- [RECORDS TO PROCESS]
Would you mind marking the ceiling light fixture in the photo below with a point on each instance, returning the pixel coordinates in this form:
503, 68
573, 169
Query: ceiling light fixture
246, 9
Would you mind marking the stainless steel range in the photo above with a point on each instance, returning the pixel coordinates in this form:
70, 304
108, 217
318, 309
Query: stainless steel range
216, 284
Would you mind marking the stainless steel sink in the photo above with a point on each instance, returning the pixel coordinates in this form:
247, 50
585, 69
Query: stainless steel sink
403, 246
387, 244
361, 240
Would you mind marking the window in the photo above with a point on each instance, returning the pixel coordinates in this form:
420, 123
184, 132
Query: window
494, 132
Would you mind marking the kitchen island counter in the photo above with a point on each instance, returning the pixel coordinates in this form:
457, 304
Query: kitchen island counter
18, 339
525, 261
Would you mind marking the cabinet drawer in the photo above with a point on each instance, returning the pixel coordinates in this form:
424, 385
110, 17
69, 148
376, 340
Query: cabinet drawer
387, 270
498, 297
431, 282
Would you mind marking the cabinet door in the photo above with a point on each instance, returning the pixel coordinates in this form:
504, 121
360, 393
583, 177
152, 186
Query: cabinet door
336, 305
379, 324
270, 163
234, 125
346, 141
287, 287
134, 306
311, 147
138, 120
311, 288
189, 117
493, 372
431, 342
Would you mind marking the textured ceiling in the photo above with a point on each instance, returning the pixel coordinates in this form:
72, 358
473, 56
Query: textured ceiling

- [EXERCISE GOAL]
Print all of the lines above again, word for word, from the first one to the last.

- [OUTPUT FOR THIS TASK]
Would you mind marking the ceiling light fixture in the photo below with a point on each instance, returning the pixel coordinates in this form:
503, 68
573, 169
Query: ceiling light fixture
246, 9
Would you mind marking the stainless steel range in the photo above with a point on each instance, returning the pixel coordinates in this form:
70, 304
108, 217
318, 309
Query: stainless steel range
216, 284
Would you mind marking the stainless steel sink in the photo above with a point on each instance, returning the pixel coordinates in this form:
247, 50
585, 69
Query: stainless steel sink
403, 246
387, 244
361, 240
Would you mind marking the window in the photo above with a point on each instance, returning the pixel coordinates in this form:
420, 123
184, 132
Query: window
494, 132
Would you mind marking the kitchen island counter in the photo above with a point on each instance, returning the pixel coordinates in this form:
457, 304
Query: kitchen island counter
18, 339
525, 261
Would you mind marking the cabinet drawer in the photo above with a point on each instance, returning the pixel coordinates in this form:
424, 385
110, 17
69, 148
376, 340
Query: cabinet drawer
387, 270
498, 297
431, 282
Would you mind marking the cabinet door in the photo above with a point on each instance, returning the pixel coordinates in this form:
504, 121
360, 393
583, 177
152, 186
Query: cabinet door
336, 305
379, 324
270, 163
234, 125
346, 141
287, 287
134, 306
311, 147
138, 120
311, 288
189, 117
493, 372
431, 342
Would you mind marking the textured ceiling in the photo above with a point on each instance, returning the pixel coordinates in this form:
72, 358
473, 56
Query: textured ceiling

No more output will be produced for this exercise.